■ YOUR TASK: Copy the records from their first line through the line that contains "524], [682, 524]]", requests included, and offset every polygon coordinate in the answers by +66. Leave the numbers in the requests and their format samples unchanged.

+++ RECORD EXCERPTS +++

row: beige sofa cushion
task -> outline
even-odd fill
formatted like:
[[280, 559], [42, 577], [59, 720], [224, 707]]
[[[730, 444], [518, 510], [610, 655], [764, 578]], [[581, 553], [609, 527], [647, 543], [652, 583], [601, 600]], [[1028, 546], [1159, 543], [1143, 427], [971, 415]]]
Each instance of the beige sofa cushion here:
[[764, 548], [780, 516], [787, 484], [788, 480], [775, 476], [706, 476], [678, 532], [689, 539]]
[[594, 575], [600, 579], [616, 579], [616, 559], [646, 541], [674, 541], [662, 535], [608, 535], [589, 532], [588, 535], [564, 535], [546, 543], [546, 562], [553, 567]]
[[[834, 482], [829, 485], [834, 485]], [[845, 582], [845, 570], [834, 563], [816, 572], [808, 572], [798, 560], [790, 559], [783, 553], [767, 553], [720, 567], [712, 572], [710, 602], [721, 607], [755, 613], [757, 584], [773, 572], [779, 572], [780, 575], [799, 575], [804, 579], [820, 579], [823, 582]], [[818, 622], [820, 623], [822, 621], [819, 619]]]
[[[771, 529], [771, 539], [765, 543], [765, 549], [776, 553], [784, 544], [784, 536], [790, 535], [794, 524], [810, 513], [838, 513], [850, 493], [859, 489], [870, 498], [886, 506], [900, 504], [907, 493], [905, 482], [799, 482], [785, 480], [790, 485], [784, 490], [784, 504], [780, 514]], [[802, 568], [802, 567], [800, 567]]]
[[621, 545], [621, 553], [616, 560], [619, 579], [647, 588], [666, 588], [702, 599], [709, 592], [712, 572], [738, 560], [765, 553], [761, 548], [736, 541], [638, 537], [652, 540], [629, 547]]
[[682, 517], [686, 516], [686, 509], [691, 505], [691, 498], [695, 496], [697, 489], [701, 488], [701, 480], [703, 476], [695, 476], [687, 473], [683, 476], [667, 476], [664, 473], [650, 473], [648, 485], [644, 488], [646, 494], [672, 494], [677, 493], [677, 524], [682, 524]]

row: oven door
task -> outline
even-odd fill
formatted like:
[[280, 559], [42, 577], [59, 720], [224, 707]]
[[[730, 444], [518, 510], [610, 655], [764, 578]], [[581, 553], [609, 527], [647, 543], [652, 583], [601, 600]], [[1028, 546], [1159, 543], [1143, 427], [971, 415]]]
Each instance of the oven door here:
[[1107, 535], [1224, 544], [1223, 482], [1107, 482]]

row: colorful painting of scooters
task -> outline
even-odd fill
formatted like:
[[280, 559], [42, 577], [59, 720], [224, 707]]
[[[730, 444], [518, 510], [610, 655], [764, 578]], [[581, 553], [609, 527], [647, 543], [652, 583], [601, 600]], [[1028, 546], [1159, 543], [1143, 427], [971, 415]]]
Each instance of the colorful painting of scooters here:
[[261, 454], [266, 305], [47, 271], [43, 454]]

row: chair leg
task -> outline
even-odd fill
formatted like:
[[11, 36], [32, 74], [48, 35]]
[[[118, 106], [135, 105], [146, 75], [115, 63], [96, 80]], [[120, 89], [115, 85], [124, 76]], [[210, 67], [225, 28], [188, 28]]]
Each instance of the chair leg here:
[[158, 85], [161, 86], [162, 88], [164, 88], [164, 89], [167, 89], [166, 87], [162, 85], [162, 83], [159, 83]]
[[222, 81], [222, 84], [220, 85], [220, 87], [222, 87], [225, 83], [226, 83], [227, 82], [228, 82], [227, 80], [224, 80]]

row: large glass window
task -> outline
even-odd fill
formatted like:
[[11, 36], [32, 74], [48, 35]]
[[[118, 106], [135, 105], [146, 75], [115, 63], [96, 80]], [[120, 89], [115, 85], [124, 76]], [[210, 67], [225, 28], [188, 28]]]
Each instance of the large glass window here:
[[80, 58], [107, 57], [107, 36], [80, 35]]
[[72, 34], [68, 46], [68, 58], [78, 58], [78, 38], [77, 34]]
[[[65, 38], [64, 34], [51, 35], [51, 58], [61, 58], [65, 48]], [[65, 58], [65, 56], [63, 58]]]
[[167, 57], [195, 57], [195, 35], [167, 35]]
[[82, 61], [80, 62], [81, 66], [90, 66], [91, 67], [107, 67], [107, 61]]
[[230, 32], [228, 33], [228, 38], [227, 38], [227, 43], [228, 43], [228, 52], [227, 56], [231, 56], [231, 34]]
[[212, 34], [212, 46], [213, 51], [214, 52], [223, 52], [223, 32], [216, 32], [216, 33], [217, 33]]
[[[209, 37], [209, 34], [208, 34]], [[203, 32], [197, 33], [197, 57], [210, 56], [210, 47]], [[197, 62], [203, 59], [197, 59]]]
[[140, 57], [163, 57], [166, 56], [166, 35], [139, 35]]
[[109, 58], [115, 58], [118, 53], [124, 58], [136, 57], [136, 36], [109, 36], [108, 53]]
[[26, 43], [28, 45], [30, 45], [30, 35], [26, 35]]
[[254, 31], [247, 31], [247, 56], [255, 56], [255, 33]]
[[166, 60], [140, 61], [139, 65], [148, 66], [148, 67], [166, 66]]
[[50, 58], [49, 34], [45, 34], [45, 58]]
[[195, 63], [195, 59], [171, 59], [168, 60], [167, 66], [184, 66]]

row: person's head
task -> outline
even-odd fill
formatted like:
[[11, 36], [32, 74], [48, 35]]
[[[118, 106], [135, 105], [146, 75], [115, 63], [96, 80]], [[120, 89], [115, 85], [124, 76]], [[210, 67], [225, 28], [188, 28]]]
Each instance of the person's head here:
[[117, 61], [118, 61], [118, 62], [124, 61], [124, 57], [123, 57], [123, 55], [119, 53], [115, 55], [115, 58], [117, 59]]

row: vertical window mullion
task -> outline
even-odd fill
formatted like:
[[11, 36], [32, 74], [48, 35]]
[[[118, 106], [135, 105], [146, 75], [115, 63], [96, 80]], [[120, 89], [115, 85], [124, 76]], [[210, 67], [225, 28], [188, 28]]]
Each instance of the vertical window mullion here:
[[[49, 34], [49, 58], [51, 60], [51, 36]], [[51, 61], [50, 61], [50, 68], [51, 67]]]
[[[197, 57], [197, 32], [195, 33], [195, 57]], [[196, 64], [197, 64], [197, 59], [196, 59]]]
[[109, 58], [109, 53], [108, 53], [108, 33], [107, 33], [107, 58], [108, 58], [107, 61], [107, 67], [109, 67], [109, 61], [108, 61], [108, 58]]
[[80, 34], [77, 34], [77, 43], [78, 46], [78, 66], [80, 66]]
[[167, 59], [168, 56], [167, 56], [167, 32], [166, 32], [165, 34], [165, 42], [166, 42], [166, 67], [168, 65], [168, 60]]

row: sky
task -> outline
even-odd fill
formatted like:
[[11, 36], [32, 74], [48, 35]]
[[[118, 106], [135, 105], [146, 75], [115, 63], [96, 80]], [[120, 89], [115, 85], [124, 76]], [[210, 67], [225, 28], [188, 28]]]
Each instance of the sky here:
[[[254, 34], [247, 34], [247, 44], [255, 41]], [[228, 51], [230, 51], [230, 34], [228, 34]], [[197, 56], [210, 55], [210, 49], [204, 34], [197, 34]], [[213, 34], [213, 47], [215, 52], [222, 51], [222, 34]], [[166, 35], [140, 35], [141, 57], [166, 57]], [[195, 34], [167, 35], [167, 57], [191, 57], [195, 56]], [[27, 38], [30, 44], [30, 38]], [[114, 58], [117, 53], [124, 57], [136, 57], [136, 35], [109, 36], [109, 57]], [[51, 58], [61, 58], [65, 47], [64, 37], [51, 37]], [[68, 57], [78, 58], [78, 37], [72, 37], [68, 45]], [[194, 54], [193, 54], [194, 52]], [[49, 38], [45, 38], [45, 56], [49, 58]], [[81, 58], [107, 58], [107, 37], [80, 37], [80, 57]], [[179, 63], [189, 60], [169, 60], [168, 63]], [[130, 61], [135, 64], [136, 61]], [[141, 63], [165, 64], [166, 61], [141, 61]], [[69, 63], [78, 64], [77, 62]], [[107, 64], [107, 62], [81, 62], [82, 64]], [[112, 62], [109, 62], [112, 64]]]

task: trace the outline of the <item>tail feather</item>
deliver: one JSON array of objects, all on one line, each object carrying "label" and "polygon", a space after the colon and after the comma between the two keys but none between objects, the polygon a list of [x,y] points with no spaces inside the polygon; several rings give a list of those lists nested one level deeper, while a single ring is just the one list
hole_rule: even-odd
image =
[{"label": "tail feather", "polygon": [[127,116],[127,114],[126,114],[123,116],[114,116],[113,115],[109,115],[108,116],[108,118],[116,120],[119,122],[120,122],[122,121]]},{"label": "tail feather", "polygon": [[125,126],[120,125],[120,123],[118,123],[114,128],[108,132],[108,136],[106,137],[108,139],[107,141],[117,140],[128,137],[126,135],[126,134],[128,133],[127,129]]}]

+++

■ SOLUTION TO THIS EXERCISE:
row: beige sofa cushion
task -> outline
even-odd fill
formatted like:
[[280, 559], [42, 577], [59, 720], [224, 707]]
[[[730, 444], [518, 510], [610, 655], [764, 578]], [[581, 553], [609, 527], [647, 543], [652, 583], [601, 600]], [[1028, 546], [1159, 543], [1143, 427], [971, 415]]]
Each instance of the beige sofa cushion here:
[[830, 614], [846, 582], [853, 550], [854, 546], [841, 542], [772, 542], [744, 598], [755, 605]]
[[660, 641], [666, 645], [682, 645], [682, 625], [712, 607], [740, 607], [728, 601], [674, 601], [655, 598], [654, 601], [630, 601], [612, 609], [612, 628], [619, 633]]
[[[900, 548], [895, 551], [900, 551]], [[911, 648], [911, 636], [900, 629], [882, 638], [874, 638], [864, 626], [856, 625], [849, 619], [833, 619], [786, 633], [778, 638], [776, 668], [787, 673], [821, 679], [823, 650], [839, 638], [845, 638], [846, 641], [865, 641], [870, 645], [886, 645], [889, 648]], [[884, 688], [886, 689], [888, 687], [885, 685]]]
[[[837, 595], [837, 605], [831, 609], [831, 615], [842, 619], [850, 610], [850, 602], [856, 601], [860, 590], [876, 579], [904, 579], [916, 559], [925, 555], [936, 564], [952, 572], [966, 570], [973, 559], [971, 548], [865, 548], [851, 546], [856, 551], [850, 556], [850, 570], [846, 580]], [[868, 634], [868, 633], [866, 633]]]
[[687, 611], [687, 619], [682, 626], [685, 645], [713, 654], [732, 654], [768, 665], [775, 658], [778, 638], [804, 626], [831, 619], [827, 614], [802, 607], [704, 603], [718, 606], [695, 613]]
[[748, 583], [752, 582], [752, 575], [757, 571], [757, 564], [761, 562], [763, 555], [767, 554], [767, 546], [769, 542], [761, 542], [753, 539], [749, 542], [733, 542], [730, 539], [716, 539], [714, 551], [710, 554], [712, 560], [738, 560], [743, 559], [743, 590], [748, 590]]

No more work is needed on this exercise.